◆ Written request
Starting at the first line of the records and ending with the line containing "641), (621, 594)]", render each line as one string in a JSON list, leaving out blank lines and the pictures.

Picture region annotation data
:::
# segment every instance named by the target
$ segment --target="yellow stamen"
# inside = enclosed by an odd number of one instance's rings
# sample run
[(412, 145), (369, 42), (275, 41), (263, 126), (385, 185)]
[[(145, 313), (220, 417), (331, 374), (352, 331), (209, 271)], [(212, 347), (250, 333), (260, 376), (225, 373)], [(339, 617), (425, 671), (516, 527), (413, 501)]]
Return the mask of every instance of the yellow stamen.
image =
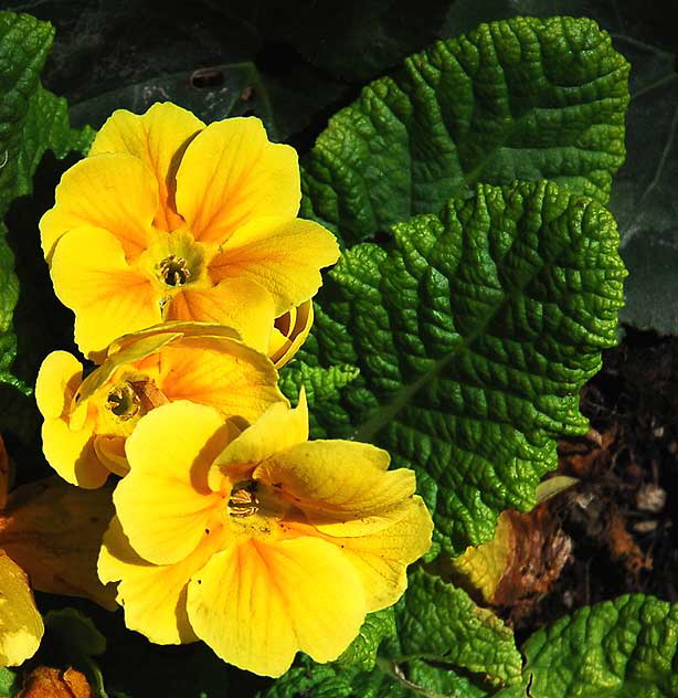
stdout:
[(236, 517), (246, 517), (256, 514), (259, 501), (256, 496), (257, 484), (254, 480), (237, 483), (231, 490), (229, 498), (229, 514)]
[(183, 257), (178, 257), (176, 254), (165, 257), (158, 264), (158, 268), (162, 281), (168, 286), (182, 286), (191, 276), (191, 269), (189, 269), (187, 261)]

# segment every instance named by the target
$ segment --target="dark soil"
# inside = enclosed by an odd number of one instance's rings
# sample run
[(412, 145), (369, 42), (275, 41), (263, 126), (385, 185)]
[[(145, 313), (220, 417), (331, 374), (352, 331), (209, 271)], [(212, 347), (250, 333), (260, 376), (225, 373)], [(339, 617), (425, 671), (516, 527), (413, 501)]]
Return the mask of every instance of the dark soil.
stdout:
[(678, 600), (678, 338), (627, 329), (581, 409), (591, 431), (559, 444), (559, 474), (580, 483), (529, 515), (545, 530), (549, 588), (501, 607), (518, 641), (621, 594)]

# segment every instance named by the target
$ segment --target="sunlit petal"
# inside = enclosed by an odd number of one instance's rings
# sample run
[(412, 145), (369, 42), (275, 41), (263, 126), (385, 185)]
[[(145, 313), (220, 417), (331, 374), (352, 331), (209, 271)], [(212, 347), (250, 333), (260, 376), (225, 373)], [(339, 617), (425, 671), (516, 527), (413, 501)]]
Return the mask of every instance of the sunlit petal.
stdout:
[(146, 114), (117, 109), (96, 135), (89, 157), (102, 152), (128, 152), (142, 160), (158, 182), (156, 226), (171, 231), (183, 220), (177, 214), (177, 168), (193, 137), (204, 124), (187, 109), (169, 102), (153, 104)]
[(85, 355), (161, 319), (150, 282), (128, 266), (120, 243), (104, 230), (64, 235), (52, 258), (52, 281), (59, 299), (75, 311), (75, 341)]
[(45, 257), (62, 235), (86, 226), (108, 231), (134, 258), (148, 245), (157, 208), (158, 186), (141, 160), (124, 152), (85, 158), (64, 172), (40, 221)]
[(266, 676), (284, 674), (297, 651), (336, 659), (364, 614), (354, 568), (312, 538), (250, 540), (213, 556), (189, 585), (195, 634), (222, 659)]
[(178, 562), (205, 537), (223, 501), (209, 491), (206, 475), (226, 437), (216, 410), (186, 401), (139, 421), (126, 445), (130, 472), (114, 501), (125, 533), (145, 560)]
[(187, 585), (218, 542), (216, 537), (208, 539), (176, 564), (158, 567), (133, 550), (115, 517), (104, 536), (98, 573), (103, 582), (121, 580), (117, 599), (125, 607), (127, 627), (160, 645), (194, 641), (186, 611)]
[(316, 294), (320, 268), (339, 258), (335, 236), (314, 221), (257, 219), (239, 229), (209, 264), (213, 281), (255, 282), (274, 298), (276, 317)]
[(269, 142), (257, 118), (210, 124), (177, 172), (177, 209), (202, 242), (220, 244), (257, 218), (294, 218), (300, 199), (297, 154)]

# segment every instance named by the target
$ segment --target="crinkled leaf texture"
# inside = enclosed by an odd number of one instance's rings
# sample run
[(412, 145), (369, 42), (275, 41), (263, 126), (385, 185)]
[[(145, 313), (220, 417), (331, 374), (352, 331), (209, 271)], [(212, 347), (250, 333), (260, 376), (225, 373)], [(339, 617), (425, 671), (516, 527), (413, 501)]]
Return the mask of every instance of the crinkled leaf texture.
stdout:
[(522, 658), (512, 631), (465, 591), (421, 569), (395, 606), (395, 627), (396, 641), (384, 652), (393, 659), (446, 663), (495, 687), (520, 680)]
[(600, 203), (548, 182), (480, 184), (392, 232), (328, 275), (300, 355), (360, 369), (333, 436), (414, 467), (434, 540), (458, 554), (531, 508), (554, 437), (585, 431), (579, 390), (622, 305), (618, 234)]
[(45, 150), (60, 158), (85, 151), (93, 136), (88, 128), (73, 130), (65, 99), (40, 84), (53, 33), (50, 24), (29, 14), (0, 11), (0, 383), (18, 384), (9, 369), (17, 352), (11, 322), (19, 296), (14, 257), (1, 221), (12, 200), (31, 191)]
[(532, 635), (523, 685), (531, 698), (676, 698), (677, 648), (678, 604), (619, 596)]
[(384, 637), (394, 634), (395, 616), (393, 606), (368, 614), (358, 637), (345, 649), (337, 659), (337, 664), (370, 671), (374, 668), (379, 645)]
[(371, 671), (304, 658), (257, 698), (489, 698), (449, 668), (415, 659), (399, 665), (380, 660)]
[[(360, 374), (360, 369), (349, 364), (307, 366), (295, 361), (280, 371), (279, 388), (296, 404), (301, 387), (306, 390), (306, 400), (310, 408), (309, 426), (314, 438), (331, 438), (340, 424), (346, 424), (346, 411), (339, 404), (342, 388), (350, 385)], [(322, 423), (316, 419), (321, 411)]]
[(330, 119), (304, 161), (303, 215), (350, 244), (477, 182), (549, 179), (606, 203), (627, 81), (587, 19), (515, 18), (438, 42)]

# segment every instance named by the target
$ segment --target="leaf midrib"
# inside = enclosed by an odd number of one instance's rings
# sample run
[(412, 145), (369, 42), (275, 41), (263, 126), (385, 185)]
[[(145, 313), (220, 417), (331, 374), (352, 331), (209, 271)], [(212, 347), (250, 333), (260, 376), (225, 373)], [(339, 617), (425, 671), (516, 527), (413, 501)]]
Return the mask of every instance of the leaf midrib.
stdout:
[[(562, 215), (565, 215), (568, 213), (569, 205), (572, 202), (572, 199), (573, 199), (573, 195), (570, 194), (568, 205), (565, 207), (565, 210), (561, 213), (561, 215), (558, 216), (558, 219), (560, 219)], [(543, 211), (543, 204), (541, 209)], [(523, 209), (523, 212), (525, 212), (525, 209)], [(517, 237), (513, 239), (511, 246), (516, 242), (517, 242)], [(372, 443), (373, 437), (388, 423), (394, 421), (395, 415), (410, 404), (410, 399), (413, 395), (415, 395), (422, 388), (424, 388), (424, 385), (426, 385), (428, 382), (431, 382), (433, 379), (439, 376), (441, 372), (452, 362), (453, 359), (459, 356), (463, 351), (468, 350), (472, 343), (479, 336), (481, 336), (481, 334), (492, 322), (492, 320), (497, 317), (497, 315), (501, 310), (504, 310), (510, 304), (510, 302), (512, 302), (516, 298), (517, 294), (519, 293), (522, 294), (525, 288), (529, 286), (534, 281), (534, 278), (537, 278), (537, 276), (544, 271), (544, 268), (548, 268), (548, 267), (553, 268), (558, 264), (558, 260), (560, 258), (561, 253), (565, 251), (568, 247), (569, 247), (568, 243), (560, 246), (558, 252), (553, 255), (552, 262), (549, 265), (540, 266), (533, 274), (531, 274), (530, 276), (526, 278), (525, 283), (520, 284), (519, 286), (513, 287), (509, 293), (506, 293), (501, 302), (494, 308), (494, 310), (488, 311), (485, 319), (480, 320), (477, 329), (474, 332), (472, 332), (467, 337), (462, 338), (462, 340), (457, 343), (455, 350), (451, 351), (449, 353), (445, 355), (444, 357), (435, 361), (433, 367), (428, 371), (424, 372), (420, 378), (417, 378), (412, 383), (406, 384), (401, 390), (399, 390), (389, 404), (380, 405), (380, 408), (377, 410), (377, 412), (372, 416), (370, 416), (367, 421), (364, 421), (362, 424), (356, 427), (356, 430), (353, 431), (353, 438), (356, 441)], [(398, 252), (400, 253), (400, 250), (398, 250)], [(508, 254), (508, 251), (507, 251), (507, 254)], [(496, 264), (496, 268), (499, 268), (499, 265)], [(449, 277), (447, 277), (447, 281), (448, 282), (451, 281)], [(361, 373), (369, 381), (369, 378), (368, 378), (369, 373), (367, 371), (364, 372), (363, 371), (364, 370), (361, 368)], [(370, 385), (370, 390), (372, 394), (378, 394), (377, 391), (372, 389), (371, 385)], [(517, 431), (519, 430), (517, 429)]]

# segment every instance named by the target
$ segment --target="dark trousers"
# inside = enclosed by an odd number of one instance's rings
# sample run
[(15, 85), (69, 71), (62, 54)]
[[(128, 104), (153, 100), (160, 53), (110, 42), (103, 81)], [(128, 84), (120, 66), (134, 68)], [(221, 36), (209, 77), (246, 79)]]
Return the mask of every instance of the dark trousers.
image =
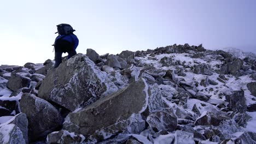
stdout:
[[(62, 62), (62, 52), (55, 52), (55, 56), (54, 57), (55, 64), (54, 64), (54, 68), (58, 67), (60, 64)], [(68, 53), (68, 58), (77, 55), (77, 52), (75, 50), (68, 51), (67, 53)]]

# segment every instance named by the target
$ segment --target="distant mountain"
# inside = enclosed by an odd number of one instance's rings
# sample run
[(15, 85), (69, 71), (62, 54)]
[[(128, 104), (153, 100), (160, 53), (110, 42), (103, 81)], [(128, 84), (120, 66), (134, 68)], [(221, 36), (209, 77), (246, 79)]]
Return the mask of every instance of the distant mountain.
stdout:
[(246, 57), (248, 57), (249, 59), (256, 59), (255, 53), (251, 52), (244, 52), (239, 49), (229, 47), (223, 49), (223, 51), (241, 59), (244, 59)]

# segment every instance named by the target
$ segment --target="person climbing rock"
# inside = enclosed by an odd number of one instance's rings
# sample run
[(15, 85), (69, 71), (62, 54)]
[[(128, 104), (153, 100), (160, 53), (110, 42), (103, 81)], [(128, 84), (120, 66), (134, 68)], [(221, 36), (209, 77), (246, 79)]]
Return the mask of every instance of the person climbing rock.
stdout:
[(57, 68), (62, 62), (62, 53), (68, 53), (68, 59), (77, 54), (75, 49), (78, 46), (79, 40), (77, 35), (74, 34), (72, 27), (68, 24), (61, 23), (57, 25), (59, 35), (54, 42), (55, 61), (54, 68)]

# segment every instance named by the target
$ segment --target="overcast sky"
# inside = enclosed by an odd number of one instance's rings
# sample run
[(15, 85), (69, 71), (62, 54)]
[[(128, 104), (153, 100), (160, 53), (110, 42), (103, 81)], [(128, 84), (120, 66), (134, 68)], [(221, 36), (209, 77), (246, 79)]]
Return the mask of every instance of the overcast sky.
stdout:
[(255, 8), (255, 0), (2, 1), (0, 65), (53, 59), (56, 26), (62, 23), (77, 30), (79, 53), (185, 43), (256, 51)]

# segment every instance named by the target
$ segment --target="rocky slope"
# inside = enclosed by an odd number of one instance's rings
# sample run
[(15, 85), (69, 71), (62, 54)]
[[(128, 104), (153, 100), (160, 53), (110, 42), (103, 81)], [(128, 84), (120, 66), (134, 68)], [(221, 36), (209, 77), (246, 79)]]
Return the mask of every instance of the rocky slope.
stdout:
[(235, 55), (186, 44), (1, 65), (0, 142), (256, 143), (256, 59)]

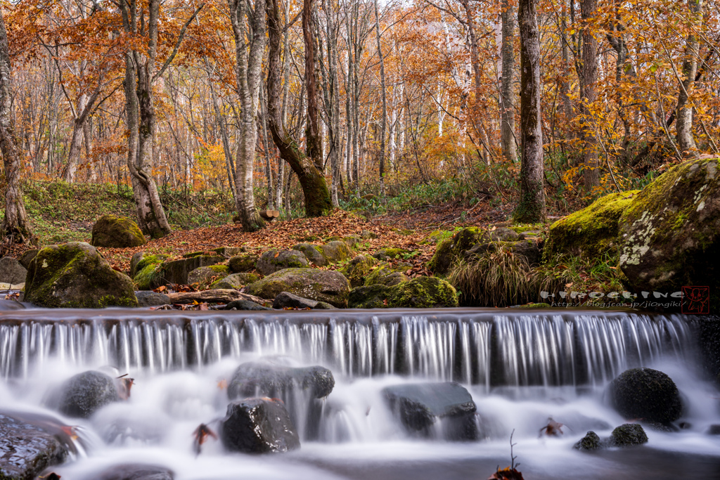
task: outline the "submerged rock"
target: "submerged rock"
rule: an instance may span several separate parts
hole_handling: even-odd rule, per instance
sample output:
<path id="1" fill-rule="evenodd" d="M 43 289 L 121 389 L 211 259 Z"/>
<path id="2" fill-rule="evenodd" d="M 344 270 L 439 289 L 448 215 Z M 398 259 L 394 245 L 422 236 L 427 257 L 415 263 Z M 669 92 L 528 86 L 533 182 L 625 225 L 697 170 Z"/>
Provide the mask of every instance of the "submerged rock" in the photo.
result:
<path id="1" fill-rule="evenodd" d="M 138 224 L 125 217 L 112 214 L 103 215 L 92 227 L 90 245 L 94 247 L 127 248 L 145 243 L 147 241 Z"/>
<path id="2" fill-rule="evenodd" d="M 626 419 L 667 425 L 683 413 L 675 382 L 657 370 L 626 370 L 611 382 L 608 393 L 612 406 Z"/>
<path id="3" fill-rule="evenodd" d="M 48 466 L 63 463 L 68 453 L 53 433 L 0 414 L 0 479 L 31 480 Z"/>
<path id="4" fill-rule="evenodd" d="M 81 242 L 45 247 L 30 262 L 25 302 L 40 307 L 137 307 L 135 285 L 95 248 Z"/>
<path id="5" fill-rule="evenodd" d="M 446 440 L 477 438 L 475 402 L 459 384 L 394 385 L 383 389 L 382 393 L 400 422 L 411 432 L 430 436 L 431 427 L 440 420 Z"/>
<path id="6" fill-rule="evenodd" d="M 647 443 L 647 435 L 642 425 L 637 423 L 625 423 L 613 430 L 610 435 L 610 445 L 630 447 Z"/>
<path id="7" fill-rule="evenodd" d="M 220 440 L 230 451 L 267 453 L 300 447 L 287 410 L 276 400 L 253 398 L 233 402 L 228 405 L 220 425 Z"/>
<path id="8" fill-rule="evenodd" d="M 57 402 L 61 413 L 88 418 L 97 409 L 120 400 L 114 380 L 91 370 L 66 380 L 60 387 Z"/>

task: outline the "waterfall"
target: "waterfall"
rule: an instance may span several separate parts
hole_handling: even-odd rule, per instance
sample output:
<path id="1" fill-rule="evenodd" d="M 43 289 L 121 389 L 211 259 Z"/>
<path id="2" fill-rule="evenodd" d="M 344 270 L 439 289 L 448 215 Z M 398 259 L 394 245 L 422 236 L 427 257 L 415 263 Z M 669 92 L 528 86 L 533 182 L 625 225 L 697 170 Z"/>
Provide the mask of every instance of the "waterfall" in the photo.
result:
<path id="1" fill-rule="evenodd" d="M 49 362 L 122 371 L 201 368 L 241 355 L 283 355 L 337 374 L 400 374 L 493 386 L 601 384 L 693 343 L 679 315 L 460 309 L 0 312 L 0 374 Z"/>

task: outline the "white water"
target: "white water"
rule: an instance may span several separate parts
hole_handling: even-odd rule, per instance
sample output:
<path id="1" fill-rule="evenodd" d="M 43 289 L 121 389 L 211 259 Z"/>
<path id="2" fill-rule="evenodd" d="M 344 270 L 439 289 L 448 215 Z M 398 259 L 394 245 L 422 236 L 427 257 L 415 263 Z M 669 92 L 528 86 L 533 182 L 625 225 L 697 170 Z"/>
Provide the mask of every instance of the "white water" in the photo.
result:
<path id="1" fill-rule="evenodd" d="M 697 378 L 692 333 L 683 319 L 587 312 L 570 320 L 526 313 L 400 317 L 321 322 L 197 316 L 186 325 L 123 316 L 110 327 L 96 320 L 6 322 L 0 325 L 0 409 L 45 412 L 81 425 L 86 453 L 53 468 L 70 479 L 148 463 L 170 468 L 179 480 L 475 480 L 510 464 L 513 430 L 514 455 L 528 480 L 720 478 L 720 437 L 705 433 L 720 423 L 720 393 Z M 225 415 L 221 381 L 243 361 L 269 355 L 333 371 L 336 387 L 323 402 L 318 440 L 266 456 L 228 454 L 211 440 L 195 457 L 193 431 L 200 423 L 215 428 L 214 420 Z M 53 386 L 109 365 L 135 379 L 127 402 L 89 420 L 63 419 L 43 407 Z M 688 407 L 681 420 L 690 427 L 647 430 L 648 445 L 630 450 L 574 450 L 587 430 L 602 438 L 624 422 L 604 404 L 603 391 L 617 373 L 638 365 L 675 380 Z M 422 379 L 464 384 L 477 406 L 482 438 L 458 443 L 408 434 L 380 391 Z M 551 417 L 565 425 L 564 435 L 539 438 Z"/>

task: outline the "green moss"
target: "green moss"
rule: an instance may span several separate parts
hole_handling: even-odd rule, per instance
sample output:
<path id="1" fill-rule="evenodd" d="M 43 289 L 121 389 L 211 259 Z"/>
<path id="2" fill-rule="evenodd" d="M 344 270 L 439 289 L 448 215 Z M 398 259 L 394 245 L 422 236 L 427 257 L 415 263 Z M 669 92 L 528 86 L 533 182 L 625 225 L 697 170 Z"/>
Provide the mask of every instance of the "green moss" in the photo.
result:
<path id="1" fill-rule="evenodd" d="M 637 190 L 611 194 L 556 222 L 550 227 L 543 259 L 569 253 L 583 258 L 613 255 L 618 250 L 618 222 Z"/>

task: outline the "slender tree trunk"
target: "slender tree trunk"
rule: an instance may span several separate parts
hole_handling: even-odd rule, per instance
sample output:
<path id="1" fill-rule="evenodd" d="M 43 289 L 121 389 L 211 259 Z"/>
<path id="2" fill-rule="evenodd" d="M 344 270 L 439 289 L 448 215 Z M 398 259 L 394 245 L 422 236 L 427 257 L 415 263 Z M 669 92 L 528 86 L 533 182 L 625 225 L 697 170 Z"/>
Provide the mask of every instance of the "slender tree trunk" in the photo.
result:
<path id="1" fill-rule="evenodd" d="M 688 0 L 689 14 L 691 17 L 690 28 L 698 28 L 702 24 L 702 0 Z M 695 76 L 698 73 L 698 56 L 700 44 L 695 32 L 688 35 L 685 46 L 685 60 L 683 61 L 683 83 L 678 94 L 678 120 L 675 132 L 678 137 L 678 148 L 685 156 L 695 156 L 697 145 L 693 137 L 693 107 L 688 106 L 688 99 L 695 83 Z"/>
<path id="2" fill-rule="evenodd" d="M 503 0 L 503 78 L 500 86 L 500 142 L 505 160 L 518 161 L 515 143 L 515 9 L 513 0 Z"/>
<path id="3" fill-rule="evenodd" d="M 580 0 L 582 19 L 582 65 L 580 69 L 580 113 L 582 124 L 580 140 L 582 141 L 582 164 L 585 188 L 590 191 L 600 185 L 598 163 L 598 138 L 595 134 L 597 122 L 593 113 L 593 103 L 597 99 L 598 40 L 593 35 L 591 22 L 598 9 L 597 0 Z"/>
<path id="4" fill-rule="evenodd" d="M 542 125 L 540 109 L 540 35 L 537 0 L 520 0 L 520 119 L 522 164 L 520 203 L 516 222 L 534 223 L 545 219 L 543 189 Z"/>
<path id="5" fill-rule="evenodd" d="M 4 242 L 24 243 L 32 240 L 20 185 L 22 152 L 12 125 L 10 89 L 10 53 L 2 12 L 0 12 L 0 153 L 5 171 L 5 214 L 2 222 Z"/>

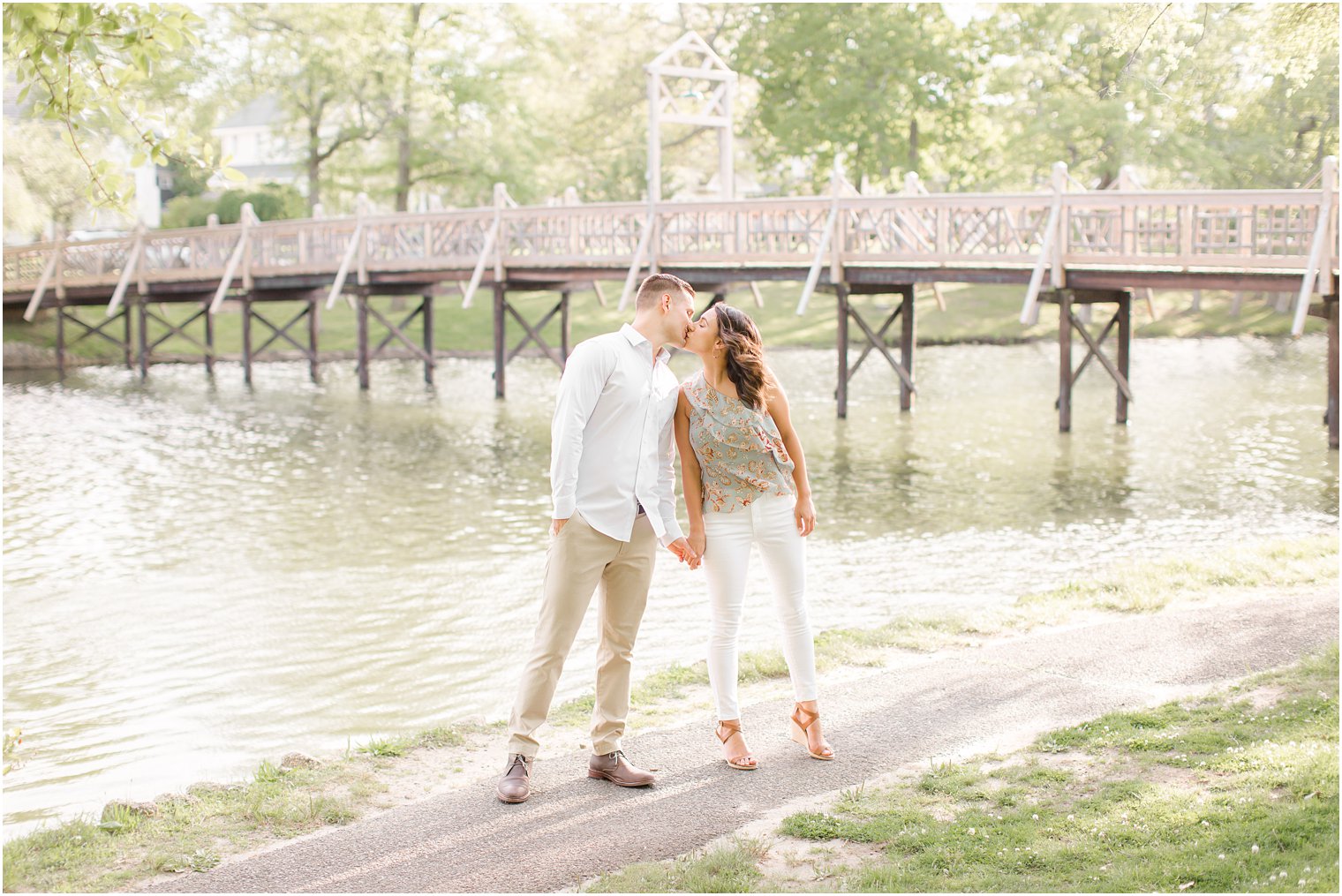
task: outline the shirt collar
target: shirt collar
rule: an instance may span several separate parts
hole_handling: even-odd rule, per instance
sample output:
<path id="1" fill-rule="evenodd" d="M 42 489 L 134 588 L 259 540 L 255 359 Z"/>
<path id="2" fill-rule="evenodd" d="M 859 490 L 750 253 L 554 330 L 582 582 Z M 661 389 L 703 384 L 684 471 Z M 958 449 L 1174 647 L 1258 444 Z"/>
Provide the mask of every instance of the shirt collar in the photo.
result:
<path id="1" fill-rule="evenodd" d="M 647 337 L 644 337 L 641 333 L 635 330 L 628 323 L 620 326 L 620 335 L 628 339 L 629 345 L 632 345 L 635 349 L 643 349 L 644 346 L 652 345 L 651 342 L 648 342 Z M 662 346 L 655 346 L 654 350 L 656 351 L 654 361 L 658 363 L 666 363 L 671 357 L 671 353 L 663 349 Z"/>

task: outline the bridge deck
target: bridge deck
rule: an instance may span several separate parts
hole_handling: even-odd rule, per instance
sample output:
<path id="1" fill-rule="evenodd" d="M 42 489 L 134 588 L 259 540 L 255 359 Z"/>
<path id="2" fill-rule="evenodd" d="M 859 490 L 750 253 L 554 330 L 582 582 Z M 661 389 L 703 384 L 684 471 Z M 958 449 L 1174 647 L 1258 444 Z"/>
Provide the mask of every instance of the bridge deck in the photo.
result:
:::
◆ Answer
[
  "# segment every instance named by the target",
  "$ segment --target=\"yellow stamen\"",
  "# inside = enclosed by an odd number of one instance's rings",
  "# sample run",
  "[(412, 145), (369, 42), (275, 41), (263, 126), (385, 185)]",
  "[[(145, 313), (220, 417), (331, 374), (352, 331), (209, 271)], [(212, 347), (250, 333), (260, 376), (225, 373)], [(339, 617), (425, 671), (516, 527), (413, 501)]]",
  "Return the mask of every instance of the yellow stamen.",
  "image =",
  "stdout:",
  "[(236, 517), (246, 517), (256, 514), (259, 501), (256, 496), (257, 484), (254, 480), (237, 483), (231, 490), (229, 498), (229, 514)]",
  "[(183, 257), (178, 257), (176, 254), (165, 257), (158, 264), (158, 268), (162, 281), (168, 286), (182, 286), (191, 276), (191, 269), (189, 269), (187, 261)]",
  "# segment every instance named by the target",
  "$ segment --target=\"dark soil\"",
  "# inside = enclosed by an odd number of one instance's rings",
  "# sample run",
  "[(412, 145), (369, 42), (275, 41), (263, 126), (385, 185)]",
  "[[(145, 313), (220, 417), (331, 374), (352, 331), (209, 271)], [(212, 347), (250, 333), (260, 376), (225, 373)], [(339, 617), (425, 671), (516, 527), (413, 501)]]",
  "Return the mask of every instance of the dark soil.",
  "stdout:",
  "[(678, 600), (678, 338), (627, 329), (581, 409), (591, 431), (559, 444), (559, 474), (580, 483), (529, 515), (545, 530), (549, 588), (501, 607), (518, 641), (621, 594)]"
]